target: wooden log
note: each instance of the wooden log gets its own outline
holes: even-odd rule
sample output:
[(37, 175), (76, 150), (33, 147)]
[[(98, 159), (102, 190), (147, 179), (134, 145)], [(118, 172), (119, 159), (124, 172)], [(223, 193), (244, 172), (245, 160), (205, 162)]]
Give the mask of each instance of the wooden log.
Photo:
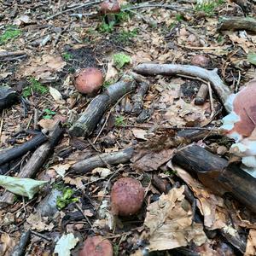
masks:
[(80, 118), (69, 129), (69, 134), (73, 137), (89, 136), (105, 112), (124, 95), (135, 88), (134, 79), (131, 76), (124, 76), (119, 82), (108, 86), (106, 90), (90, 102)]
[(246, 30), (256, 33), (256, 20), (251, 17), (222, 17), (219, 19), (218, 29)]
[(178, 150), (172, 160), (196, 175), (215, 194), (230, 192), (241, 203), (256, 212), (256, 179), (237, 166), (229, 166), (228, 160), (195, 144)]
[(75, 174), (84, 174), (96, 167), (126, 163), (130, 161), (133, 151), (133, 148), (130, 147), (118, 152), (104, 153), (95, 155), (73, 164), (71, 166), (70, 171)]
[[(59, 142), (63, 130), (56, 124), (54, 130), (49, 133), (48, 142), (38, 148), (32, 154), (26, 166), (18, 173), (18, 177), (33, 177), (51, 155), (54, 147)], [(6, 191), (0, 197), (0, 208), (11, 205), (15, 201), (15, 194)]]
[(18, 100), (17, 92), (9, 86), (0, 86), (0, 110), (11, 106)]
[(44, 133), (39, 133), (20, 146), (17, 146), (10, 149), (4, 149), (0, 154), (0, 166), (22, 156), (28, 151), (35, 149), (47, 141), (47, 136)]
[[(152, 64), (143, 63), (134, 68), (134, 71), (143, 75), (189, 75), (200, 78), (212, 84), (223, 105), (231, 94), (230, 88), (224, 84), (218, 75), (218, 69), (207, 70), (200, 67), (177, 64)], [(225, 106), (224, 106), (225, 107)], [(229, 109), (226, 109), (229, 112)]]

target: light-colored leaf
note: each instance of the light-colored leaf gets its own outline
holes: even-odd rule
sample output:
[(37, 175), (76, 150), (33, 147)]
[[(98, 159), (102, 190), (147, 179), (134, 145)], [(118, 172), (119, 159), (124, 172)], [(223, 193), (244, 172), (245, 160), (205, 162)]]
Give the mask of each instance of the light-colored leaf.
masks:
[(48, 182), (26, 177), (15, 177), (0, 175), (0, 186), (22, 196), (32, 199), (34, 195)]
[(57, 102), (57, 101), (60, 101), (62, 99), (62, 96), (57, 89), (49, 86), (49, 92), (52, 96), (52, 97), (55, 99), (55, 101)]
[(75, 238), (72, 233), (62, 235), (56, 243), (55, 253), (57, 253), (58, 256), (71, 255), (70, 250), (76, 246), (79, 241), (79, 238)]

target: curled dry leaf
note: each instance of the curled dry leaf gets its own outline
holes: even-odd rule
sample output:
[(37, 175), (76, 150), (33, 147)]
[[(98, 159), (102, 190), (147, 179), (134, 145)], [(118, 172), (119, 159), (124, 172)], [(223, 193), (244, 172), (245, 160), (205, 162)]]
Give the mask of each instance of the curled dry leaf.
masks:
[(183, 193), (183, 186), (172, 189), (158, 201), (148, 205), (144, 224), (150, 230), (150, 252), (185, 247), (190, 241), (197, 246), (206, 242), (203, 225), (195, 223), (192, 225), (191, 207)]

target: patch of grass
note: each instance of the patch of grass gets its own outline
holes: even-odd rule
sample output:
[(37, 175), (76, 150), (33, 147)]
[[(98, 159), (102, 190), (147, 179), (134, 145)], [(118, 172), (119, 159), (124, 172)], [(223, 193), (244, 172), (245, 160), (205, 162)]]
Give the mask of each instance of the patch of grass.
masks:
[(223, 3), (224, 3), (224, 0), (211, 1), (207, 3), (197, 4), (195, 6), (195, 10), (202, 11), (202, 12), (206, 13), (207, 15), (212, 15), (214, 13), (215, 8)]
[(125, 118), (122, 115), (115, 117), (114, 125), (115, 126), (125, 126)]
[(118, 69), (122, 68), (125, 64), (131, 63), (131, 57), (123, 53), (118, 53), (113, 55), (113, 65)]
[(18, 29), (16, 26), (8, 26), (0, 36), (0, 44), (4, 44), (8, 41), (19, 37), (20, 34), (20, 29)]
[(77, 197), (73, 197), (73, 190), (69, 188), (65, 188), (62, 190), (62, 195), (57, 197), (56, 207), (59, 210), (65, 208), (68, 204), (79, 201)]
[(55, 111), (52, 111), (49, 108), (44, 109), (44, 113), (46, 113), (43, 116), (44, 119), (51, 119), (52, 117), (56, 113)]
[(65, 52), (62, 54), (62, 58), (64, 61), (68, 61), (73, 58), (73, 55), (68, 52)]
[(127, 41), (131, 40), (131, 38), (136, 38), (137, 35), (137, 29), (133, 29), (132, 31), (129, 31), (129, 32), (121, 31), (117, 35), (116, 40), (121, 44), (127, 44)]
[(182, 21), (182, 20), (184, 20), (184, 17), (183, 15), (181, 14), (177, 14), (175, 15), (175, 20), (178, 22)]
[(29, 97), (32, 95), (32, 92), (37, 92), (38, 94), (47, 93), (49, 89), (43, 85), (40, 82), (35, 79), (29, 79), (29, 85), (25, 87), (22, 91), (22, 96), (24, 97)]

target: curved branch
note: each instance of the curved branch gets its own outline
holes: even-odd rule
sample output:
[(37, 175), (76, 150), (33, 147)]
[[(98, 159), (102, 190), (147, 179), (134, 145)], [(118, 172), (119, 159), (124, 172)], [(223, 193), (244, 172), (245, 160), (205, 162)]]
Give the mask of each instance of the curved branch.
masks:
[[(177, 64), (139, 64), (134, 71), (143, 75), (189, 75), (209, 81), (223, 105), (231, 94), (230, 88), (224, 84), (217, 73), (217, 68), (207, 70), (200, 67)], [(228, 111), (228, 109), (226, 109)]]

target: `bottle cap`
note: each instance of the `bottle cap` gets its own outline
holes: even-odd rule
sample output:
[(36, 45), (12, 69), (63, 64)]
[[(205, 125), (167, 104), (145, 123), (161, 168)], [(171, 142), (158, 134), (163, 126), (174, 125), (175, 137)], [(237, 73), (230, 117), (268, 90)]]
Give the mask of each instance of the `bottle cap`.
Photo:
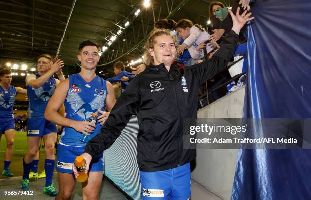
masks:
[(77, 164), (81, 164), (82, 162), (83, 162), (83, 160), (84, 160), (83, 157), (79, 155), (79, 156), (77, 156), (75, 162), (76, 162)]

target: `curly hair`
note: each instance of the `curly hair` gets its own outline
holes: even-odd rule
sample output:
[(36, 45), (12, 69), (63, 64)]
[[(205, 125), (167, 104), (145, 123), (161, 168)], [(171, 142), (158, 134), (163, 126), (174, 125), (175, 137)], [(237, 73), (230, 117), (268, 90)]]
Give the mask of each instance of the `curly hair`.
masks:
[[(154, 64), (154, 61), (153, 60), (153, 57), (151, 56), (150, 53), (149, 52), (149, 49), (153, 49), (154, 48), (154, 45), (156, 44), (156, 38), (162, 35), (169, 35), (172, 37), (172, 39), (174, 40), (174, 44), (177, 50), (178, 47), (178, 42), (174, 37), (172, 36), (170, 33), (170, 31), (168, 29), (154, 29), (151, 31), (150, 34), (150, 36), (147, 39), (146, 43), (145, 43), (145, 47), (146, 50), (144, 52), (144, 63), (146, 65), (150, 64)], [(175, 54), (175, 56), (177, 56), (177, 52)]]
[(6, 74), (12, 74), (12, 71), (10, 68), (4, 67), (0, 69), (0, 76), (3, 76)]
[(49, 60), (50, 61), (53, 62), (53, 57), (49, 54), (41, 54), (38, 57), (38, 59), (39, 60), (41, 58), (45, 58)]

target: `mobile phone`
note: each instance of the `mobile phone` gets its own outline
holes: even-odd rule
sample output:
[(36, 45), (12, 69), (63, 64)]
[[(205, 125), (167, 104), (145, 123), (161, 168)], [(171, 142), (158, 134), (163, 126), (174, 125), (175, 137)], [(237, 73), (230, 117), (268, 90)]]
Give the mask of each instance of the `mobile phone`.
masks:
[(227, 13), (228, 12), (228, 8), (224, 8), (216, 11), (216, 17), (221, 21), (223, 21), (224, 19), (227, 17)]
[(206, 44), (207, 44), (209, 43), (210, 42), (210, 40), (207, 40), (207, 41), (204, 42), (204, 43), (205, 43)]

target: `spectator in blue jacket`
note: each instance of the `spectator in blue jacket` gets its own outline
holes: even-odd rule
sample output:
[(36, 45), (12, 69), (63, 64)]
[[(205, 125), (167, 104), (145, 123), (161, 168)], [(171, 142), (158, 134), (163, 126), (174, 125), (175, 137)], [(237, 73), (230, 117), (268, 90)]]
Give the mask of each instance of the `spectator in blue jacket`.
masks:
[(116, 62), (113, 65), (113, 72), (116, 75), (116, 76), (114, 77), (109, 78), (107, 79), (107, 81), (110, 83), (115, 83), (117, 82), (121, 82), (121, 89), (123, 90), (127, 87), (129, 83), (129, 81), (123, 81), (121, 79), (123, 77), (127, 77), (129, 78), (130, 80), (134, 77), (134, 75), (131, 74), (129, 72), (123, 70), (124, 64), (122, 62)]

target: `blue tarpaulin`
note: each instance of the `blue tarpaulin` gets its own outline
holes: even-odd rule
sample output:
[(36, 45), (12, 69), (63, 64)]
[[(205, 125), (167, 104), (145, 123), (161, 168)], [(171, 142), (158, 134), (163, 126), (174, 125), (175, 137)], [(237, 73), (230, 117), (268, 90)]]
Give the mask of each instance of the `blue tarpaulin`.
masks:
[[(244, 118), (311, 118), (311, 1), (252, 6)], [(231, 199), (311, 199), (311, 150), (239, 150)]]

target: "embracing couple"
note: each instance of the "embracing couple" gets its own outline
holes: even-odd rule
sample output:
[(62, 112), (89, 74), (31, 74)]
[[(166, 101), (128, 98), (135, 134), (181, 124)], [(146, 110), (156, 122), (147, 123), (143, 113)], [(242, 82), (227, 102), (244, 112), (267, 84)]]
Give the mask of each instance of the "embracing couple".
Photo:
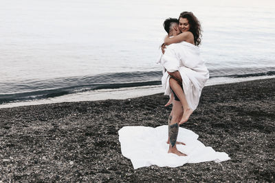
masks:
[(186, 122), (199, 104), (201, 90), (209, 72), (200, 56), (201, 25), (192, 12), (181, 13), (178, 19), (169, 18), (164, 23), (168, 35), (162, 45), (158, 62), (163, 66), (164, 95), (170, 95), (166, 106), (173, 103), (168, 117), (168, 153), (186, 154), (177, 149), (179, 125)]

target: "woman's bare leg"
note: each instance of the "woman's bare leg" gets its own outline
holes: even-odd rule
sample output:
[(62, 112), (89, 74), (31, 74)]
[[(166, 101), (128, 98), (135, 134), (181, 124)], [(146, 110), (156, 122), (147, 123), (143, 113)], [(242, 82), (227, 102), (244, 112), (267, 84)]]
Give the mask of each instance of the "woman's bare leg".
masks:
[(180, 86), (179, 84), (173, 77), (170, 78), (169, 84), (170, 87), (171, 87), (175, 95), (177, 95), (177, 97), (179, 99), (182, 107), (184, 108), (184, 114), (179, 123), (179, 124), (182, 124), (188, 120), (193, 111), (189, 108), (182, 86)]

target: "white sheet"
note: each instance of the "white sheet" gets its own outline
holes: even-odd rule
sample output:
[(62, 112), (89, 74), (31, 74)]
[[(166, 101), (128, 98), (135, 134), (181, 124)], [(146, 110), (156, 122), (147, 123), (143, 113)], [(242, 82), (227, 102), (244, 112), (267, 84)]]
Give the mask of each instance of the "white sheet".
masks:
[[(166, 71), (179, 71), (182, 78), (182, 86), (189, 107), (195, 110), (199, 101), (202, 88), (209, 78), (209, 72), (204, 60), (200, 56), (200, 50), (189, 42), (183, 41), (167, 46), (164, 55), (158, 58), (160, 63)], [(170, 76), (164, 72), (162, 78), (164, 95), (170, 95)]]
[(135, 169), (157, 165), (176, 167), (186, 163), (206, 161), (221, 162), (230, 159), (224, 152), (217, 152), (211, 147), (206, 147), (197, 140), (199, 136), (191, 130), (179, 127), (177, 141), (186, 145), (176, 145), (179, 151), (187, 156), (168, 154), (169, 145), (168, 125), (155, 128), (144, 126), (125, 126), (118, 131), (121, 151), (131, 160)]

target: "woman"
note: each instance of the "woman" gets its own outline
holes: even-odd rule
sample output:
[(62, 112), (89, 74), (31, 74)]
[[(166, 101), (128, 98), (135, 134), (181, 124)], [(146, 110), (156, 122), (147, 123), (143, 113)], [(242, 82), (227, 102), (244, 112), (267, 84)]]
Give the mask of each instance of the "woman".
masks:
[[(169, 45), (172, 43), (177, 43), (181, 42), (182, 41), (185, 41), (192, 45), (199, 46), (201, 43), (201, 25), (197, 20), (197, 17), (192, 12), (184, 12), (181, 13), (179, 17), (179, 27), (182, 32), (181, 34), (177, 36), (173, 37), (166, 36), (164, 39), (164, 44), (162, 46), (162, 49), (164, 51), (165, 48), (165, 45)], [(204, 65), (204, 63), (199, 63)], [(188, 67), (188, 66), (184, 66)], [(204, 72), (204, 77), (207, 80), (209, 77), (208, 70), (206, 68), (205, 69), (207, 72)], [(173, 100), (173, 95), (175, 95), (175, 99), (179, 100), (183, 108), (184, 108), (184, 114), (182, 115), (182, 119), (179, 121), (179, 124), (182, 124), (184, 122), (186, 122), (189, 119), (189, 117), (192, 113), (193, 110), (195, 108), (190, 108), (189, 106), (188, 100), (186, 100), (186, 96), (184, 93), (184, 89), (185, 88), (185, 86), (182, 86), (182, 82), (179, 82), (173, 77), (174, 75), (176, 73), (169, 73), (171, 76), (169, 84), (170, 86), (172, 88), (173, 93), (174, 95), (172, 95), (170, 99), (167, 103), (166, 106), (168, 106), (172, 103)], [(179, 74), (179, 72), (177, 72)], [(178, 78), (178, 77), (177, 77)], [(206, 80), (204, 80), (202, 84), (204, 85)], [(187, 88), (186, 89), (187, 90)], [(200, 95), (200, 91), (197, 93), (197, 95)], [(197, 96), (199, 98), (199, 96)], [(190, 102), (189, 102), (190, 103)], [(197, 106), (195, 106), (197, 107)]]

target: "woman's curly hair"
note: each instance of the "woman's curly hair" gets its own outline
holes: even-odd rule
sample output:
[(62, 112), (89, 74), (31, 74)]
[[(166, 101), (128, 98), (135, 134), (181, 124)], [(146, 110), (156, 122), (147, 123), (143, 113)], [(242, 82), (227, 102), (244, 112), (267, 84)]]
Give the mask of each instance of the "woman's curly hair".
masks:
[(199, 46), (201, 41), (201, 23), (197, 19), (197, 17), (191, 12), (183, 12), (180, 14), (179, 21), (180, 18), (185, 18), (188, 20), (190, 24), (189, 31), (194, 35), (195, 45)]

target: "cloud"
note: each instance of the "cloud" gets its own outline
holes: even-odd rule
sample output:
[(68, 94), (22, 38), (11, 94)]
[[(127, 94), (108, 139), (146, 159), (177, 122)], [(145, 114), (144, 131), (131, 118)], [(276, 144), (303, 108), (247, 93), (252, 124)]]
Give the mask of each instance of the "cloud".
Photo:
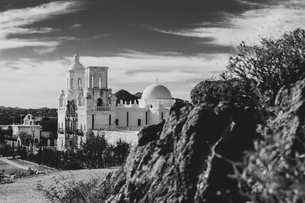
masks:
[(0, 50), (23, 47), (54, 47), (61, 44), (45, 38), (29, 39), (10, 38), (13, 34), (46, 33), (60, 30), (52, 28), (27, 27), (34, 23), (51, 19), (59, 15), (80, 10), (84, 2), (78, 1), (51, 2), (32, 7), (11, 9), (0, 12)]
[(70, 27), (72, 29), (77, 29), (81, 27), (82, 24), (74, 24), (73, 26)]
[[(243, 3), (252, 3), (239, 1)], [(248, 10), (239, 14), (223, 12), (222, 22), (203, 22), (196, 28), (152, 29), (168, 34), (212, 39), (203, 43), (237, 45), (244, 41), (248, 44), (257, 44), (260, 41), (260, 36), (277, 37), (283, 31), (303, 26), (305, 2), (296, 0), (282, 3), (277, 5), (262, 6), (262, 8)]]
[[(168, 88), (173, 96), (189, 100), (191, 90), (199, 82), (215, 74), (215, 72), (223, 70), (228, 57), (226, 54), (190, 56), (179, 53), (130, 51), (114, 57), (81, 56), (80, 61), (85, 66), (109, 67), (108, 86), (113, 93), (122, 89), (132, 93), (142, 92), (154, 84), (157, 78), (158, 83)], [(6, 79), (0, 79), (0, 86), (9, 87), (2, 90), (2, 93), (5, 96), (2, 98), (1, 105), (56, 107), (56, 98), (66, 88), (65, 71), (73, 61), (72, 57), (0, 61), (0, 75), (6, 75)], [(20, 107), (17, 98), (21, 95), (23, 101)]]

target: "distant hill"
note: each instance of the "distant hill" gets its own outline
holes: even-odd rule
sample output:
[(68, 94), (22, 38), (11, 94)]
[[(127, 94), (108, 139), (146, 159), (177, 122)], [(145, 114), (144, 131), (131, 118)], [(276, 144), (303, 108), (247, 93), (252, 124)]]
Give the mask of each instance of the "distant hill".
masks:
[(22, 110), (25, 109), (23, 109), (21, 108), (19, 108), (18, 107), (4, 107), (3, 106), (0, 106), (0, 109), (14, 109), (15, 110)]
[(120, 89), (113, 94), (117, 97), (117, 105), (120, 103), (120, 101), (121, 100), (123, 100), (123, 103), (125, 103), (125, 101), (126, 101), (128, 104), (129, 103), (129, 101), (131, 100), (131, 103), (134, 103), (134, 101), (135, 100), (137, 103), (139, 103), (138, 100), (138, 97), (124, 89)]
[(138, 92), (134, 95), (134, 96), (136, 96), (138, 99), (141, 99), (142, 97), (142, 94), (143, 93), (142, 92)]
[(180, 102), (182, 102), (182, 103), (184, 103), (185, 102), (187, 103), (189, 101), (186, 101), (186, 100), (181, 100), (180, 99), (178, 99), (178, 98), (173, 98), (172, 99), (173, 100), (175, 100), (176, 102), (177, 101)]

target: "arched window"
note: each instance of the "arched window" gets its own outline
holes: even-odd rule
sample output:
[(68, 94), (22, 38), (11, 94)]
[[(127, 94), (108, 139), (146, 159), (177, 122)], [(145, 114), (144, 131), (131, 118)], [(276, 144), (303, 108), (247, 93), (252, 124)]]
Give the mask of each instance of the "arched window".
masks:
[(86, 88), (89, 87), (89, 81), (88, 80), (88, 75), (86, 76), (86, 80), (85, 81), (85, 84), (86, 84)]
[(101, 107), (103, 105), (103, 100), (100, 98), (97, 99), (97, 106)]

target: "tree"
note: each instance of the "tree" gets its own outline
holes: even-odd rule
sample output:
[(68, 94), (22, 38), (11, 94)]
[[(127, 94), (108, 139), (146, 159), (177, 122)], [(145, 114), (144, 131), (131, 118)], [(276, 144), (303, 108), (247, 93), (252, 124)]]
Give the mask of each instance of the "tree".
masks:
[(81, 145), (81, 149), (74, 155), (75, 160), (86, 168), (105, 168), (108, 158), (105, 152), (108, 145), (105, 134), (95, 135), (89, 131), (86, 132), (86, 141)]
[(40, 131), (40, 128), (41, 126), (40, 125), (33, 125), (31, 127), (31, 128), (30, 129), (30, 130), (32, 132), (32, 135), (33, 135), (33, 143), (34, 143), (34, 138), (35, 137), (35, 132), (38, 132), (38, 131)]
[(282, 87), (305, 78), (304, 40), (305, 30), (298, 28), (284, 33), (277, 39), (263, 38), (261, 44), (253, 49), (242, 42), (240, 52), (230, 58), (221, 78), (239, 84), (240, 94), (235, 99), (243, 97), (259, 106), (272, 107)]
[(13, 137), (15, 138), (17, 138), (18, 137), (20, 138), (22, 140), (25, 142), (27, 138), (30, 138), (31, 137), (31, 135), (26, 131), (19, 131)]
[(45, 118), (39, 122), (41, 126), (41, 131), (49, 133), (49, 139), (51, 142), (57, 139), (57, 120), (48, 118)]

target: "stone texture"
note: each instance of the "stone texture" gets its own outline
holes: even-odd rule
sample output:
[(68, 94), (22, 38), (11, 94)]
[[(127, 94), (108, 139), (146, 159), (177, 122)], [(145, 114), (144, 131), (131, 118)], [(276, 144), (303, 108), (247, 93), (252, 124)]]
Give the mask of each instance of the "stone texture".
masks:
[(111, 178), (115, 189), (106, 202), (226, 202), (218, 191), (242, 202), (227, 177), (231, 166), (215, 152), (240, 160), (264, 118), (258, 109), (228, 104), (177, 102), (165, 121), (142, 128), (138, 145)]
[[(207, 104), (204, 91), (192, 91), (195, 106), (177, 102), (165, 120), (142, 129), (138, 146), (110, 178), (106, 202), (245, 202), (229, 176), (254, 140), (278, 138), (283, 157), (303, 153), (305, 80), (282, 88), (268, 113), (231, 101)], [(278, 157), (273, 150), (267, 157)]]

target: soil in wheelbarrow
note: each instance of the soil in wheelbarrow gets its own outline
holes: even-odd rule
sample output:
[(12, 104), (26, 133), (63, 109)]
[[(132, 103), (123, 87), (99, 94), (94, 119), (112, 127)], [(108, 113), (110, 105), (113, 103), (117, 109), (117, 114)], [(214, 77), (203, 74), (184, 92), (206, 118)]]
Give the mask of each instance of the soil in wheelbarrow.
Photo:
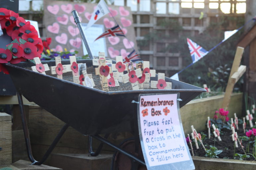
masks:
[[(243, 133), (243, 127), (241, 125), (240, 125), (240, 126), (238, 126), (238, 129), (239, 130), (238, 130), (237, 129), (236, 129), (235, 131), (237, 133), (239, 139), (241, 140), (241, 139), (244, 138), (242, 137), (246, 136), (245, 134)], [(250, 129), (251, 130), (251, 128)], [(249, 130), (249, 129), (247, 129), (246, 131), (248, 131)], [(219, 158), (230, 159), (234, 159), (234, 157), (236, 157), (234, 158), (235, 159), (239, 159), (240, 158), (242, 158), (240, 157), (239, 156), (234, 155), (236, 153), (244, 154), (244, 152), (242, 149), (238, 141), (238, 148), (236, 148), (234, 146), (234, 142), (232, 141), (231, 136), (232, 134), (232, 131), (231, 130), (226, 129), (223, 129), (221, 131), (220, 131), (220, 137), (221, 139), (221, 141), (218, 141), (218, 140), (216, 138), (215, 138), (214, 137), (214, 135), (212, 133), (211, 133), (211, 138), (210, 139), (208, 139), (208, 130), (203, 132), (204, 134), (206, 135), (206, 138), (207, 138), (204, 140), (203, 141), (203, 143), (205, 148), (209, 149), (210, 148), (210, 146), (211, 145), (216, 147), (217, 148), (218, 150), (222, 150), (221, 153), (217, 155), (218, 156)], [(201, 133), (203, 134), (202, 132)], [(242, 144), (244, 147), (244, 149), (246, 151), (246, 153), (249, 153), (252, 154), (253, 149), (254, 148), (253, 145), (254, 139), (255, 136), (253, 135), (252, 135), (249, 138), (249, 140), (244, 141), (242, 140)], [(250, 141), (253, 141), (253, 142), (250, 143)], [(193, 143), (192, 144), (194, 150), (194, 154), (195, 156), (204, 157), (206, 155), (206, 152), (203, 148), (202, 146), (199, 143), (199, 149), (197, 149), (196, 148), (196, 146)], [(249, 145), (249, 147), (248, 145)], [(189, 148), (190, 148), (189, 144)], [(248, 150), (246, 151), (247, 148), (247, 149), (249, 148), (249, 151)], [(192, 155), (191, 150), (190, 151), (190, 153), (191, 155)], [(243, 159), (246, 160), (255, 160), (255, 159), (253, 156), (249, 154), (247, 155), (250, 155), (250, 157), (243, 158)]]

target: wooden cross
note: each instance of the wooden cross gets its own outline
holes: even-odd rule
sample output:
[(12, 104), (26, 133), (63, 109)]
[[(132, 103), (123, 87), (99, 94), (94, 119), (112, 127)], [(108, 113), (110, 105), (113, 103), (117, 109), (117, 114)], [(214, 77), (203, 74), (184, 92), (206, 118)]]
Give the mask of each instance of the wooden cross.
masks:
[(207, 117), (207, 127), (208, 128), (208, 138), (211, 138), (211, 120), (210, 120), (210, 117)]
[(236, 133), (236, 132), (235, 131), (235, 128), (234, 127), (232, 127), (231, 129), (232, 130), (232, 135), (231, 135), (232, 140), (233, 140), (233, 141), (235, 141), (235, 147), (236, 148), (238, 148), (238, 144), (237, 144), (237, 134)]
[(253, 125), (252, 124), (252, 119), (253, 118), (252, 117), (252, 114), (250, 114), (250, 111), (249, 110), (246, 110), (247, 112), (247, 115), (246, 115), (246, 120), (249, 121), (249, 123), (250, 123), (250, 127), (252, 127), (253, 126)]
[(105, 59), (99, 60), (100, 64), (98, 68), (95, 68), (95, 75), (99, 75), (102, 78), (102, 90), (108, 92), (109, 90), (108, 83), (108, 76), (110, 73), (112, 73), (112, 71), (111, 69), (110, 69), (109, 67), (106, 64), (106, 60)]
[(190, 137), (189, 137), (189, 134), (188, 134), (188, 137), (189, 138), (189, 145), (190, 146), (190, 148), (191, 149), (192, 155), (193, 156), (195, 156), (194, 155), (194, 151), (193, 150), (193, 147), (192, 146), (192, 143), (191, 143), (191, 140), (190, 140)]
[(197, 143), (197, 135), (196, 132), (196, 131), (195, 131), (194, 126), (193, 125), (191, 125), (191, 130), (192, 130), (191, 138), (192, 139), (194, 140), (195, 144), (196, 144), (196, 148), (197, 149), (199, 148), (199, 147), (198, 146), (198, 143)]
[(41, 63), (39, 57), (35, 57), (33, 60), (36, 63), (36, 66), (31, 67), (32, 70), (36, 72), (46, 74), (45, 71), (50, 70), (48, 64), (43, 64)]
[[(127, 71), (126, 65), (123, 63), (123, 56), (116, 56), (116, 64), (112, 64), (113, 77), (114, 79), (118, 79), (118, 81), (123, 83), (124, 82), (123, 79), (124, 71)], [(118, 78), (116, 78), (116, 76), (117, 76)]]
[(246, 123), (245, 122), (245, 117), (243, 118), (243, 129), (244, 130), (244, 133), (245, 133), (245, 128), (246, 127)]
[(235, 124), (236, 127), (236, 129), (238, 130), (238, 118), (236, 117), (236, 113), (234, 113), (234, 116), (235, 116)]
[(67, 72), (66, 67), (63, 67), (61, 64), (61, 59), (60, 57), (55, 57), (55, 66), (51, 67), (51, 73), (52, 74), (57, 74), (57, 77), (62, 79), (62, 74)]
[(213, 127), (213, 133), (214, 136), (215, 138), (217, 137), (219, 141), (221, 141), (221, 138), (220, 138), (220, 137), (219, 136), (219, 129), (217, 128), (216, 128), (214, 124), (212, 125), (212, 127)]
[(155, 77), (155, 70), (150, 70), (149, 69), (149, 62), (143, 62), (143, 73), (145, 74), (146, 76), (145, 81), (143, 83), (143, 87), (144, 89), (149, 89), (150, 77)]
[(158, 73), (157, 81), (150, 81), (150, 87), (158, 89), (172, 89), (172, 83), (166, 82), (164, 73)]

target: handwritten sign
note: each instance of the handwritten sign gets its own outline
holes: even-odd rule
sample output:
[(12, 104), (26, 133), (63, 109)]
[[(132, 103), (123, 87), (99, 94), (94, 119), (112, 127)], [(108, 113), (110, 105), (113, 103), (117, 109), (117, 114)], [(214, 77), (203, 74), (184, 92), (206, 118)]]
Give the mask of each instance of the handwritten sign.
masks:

[TASK DESCRIPTION] Print the rows above verbatim, from the first line through the line that contains "109), (229, 112)]]", including both of those lines. Leave the pictures out.

[OUTPUT BELOW]
target: wooden log
note: each instance of the wooden log gets its own outline
holes: even-odd rule
sample output:
[(37, 175), (76, 150), (33, 147)]
[[(98, 159), (102, 190), (147, 179), (134, 145)], [(118, 172), (119, 159), (124, 172)], [(223, 193), (244, 172), (245, 160), (205, 162)]]
Give the mask of each instance of the wooden log.
Photo:
masks:
[(80, 118), (69, 129), (69, 134), (73, 137), (89, 136), (105, 112), (124, 95), (135, 88), (134, 79), (131, 76), (124, 76), (119, 82), (108, 86), (106, 90), (90, 102)]
[(246, 30), (256, 33), (256, 20), (251, 17), (222, 17), (219, 19), (218, 29)]
[(178, 150), (172, 160), (196, 175), (215, 194), (230, 192), (241, 203), (256, 212), (256, 179), (237, 166), (229, 166), (228, 160), (195, 144)]
[(75, 174), (84, 174), (96, 167), (126, 163), (130, 161), (133, 151), (133, 148), (130, 147), (118, 152), (104, 153), (95, 155), (73, 164), (71, 166), (70, 171)]
[[(59, 142), (63, 130), (56, 124), (54, 130), (49, 133), (48, 142), (38, 148), (32, 154), (26, 166), (18, 173), (18, 177), (33, 177), (51, 155), (54, 147)], [(6, 191), (0, 197), (0, 208), (11, 205), (15, 201), (15, 194)]]
[(18, 100), (17, 92), (9, 86), (0, 86), (0, 110), (11, 106)]
[(44, 133), (39, 133), (20, 146), (17, 146), (10, 149), (4, 149), (0, 154), (0, 166), (22, 156), (28, 151), (35, 149), (47, 141), (47, 136)]
[[(152, 64), (143, 63), (134, 68), (134, 71), (143, 75), (189, 75), (200, 78), (212, 84), (223, 105), (231, 94), (230, 88), (224, 84), (218, 75), (218, 69), (207, 70), (200, 67), (177, 64)], [(225, 106), (224, 106), (225, 107)], [(229, 109), (226, 109), (229, 112)]]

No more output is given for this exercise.